China’s Emotional Past With the NBA Sheds Light on the Hong Kong Crisis Today

October 11, 2019, 3:43 PM UTC

When then NBA-commissioner David Stern came to China in 1987, he arrived with an offer.

“Stern was armed with NBA games that he was going to give away to the Chinese government for free,” said Brook Larmer, author of Operation Yao Ming: The Chinese Sports Empire, American Big Business, and the Making of an NBA Superstar.  “(But) nobody in the state apparatus or the government had really any interest in the NBA… China’s sports system was not meant for entertainment, as the NBA was, but it was more for showing that China was rising in the world and creating Chinese athletes.”

The game eventually caught on, and the NBA has now become China’s most popular sports league. The league now has over 500 million Chinese fans, and a booming business in the country that is estimated to be worth over $4 billion.

> **GIVEN ENTRIES**:
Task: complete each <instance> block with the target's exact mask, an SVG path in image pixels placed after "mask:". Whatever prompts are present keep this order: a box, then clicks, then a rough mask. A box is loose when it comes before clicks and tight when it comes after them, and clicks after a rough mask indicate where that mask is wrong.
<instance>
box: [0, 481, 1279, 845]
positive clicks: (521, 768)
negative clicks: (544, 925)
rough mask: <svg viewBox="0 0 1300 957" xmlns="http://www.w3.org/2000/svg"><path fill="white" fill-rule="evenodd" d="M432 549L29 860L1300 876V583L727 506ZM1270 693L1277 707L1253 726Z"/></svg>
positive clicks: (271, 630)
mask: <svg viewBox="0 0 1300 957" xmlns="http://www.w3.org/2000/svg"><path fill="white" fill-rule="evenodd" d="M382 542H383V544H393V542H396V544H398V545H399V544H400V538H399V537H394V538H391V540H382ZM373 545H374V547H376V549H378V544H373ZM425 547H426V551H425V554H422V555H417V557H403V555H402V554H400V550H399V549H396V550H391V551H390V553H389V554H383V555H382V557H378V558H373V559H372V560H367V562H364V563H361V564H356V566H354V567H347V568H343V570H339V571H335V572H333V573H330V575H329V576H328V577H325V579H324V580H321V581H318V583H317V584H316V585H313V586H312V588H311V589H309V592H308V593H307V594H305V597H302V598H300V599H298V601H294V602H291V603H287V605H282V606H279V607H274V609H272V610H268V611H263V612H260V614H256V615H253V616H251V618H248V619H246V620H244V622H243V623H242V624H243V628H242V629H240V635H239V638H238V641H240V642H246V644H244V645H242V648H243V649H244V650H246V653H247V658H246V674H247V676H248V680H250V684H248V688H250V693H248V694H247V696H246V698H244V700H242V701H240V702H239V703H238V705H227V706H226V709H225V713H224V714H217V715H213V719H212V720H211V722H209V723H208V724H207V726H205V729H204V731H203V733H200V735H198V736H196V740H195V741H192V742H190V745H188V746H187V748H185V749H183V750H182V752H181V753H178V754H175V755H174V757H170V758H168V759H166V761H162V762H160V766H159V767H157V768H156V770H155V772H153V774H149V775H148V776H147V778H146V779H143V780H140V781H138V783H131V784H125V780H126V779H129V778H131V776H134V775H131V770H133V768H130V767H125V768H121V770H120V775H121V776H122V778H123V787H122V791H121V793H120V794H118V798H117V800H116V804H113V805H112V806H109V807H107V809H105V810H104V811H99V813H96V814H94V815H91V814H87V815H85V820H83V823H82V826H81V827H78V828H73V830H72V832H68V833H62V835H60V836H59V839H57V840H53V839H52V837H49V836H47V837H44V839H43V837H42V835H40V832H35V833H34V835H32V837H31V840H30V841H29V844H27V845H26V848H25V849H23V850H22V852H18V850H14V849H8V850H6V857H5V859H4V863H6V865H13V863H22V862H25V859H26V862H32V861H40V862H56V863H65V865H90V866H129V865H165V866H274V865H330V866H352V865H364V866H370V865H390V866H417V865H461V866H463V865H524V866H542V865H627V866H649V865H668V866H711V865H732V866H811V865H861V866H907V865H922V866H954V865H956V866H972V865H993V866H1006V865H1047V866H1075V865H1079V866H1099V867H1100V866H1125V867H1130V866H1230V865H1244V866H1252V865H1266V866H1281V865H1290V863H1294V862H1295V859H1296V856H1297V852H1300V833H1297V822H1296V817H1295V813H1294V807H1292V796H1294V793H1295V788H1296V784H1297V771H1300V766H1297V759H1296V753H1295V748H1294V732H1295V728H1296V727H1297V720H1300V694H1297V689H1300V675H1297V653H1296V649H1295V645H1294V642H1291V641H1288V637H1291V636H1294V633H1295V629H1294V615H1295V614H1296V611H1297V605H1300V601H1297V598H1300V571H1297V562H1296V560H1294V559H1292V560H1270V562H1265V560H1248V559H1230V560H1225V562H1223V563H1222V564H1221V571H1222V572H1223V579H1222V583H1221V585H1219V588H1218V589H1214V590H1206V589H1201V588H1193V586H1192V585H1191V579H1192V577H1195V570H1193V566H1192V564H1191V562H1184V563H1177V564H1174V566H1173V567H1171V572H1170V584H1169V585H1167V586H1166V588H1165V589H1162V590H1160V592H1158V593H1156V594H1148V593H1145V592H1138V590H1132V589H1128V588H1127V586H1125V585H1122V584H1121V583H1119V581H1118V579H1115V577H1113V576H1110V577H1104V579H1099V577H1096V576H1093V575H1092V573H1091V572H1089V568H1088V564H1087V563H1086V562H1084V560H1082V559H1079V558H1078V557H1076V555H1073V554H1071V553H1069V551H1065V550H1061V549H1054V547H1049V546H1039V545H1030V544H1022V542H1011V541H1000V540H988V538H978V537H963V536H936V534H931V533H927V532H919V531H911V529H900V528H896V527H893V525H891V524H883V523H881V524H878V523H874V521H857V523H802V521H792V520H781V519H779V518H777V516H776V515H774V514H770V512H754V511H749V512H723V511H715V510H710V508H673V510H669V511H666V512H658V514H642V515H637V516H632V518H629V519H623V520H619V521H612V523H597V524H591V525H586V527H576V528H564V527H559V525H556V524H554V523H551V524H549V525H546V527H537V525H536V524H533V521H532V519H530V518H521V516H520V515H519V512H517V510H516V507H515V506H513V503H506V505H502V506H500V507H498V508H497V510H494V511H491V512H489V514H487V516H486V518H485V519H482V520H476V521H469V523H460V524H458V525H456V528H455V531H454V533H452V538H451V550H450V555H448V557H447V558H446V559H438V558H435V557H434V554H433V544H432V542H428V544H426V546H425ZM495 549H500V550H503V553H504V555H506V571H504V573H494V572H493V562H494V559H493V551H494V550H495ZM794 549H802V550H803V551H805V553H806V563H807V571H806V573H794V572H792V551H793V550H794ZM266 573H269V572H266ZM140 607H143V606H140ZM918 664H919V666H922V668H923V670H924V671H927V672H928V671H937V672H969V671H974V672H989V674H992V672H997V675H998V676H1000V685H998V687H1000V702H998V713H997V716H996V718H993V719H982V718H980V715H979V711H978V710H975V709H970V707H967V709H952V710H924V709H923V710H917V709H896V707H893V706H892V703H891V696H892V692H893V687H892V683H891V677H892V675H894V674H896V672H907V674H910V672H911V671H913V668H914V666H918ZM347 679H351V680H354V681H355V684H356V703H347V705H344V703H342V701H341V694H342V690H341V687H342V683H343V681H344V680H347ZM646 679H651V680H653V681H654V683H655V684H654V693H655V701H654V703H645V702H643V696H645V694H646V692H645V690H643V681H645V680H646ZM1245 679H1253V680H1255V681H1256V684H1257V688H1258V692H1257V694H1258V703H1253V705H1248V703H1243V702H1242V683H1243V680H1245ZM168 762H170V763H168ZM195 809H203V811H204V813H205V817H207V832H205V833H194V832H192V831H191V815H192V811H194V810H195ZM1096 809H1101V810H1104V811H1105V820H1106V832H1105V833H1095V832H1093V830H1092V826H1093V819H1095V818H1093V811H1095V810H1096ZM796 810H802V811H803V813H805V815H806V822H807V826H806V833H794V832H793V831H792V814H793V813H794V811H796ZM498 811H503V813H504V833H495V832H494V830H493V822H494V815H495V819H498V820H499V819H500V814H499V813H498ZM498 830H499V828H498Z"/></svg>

> **WORK INSTRUCTIONS**:
1: Please pull the passage of the China and NBA article above from "China’s Emotional Past" to "with an offer." and copy it word for word.
2: According to the China and NBA article, in what year did David Stern come to China?

> **SOLUTION SET**:
1:
China’s Emotional Past With the NBA Sheds Light on the Hong Kong Crisis Today

October 11, 2019, 3:43 PM UTC

When then NBA-commissioner David Stern came to China in 1987, he arrived with an offer.

2: 1987